Render the material below as a Markdown table with the columns "Row" and "Line," numbering each row and skipping blank lines. Leave the pictures out.

--- Start ---

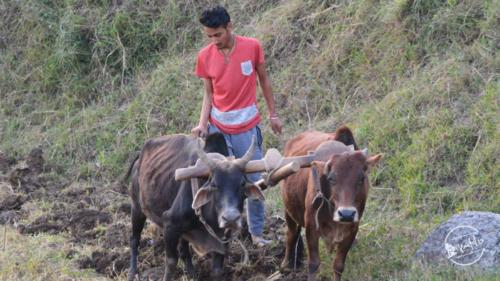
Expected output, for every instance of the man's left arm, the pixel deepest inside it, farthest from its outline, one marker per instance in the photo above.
(265, 85)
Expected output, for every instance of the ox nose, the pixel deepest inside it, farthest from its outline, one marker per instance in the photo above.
(347, 215)
(231, 217)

--- End ---

● **Finished answer**
| Row | Line |
|---|---|
| 1 | Expected output, for every instance of the man's left arm, the pixel deepest inside it, farthest from its outline, one marker per instance in the photo above. |
| 2 | (265, 85) |
| 3 | Expected output, for every instance of the ox nose, the pixel deepest inside it, farthest from its outline, one marker per instance in the photo above. |
| 4 | (347, 215) |
| 5 | (231, 217) |